── Extract to read ──
I have a kafka topic of Strings with an arbitrary key. I want to create a topic of characters in string : value
pairs, e.g:
input("key","value") -> outputs (["v","value"],["a","value"],...)
To keep it simple, my input topic has a single partition, and thus the KTable code should be receiving all messages to a single instance.
I have created the following sandbox code, which builds the new table just fine , but doesn't update when a new item is put into the original topic:
import java.util.LinkedHashSet;
import java.util.Properties;
import java.util.Set;
import java.util.concurrent.TimeUnit;
import org.apache.kafka.clients.consumer.ConsumerConfig;
import org.apache.kafka.clients.producer.KafkaProducer;
import org.apache.kafka.clients.producer.Producer;
import org.apache.kafka.clients.producer.ProducerConfig;
import org.apache.kafka.clients.producer.ProducerRecord;
import org.apache.kafka.common.serialization.Serdes;
import org.apache.kafka.common.serialization.StringSerializer;
import org.apache.kafka.common.utils.Bytes;
import org.apache.kafka.streams.KafkaStreams;
import org.apache.kafka.streams.KeyValue;
import org.apache.kafka.streams.StoreQueryParameters;
import org.apache.kafka.streams.StreamsBuilder;
import org.apache.kafka.streams.StreamsConfig;
import org.apache.kafka.streams.kstream.Consumed;
import org.apache.kafka.streams.kstream.Grouped;
import org.apache.kafka.streams.kstream.Materialized;
import org.apache.kafka.streams.state.KeyValueIterator;
import org.apache.kafka.streams.state.KeyValueStore;
import org.apache.kafka.streams.state.QueryableStoreTypes;
import org.apache.kafka.streams.state.ReadOnlyKeyValueStore;
public class Sandbox
{
private final static String kafkaBootstrapServers = "192.168.1.254:9092";
private final static String kafkaGlobalTablesDirectory = "C:\\Kafka\\tmp\\kafka-streams-global-tables\\";
private final static String topic = "sandbox";
private static KafkaStreams streams;
public static void main(String[] args)
───
── Information shown ──
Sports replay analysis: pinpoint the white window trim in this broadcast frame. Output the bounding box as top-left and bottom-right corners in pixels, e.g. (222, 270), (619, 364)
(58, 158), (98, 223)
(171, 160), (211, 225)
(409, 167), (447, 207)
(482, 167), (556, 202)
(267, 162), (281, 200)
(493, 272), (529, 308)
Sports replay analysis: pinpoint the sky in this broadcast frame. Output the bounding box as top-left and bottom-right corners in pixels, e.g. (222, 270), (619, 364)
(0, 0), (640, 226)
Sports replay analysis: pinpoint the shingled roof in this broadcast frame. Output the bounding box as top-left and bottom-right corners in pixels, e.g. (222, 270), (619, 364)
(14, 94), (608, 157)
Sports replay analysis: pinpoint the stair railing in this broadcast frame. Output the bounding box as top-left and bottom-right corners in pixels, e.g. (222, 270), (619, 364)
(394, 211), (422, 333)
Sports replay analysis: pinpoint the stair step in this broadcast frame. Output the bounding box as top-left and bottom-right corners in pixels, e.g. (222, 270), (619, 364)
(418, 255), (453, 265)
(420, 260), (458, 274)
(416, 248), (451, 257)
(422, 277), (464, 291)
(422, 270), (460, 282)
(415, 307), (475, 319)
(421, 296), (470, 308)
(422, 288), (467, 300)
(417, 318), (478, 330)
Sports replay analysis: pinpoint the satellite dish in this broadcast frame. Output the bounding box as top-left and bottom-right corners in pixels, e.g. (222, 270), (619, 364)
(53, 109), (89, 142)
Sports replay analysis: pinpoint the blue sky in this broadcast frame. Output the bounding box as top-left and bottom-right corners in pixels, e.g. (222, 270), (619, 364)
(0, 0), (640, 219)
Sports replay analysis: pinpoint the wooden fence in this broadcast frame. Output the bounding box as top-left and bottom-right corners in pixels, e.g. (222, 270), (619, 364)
───
Short task A -> Return the passage of the Kafka Streams post that begins at the words "I have a kafka" and stops after "a single instance.".
Short task B ->
Answer these questions about the Kafka Streams post:
(i) How many partitions does the input topic have?
(ii) What string is assigned to the field named topic?
(iii) What address is given for the Kafka bootstrap servers?
Short task C -> Continue the Kafka Streams post from the point where it ends.
The records were drawn from a separate source.

Expected output A ->
I have a kafka topic of Strings with an arbitrary key. I want to create a topic of characters in string : value
pairs, e.g:
input("key","value") -> outputs (["v","value"],["a","value"],...)
To keep it simple, my input topic has a single partition, and thus the KTable code should be receiving all messages to a single instance.

Expected output B ->
(i) A single partition.
(ii) "sandbox"
(iii) 192.168.1.254:9092

Expected output C ->
{
// 1. set up the test data
Properties producerProperties = new Properties();
producerProperties.put(ProducerConfig.BOOTSTRAP_SERVERS_CONFIG, kafkaBootstrapServers);
producerProperties.put(ProducerConfig.CLIENT_ID_CONFIG, Sandbox.class.getName() + "_testProducer");
producerProperties.put(ProducerConfig.KEY_SERIALIZER_CLASS_CONFIG, StringSerializer.class.getName());
producerProperties.put(ProducerConfig.VALUE_SERIALIZER_CLASS_CONFIG, StringSerializer.class.getName());
Producer<String, String> sandboxProducer = new KafkaProducer<>(producerProperties);
sandboxProducer.send(new ProducerRecord<String, String>(topic,"uvw","uvw"));
// 2. read the test data and check it's working
ReadOnlyKeyValueStore<String, String> store = getStore();
printStore(store.all());
System.out.println("-------------ADDING NEW VALUE----------------");
sandboxProducer.send(new ProducerRecord<String, String>(topic,"xyz","xyz"));
System.out.println("-------------ADDED NEW VALUE----------------");
printStore(store.all());
sandboxProducer.close();
streams.close();
}
private static void printStore(KeyValueIterator<String, String> i)
{
System.out.println("-------------PRINT START----------------");
while (i.hasNext())
{
KeyValue<String, String> n = i.next();
System.out.println(n.key + ":" + String.join(",", n.value));
}
System.out.println("-------------PRINT END----------------");
}
private static ReadOnlyKeyValueStore<String, String> getStore()
{
ReadOnlyKeyValueStore<String, String> store = null;
String storeString = "sandbox_store";
StreamsBuilder builder = new StreamsBuilder();
builder.stream(topic
, Consumed.with(Serdes.String(),Serdes.String()))
.filter((k,v)->v!=null)
.flatMap((k,v)->{
Set<KeyValue<String, String>> results = new LinkedHashSet<>();
if (v != null)
{
for (char subChar : v.toCharArray())
{
results.add(KeyValue.<String, String>pair(new String(new char[] {subChar}), v));
}
}
return results;
})
.groupByKey(Grouped.with(Serdes.String(), Serdes.String()))
.aggregate(()->new String()
, (key, value, agg) -> {
agg = agg + value;
return agg;
}
,Materialized.<String, String, KeyValueStore<Bytes, byte[]>>as(storeString)
.withKeySerde(Serdes.String())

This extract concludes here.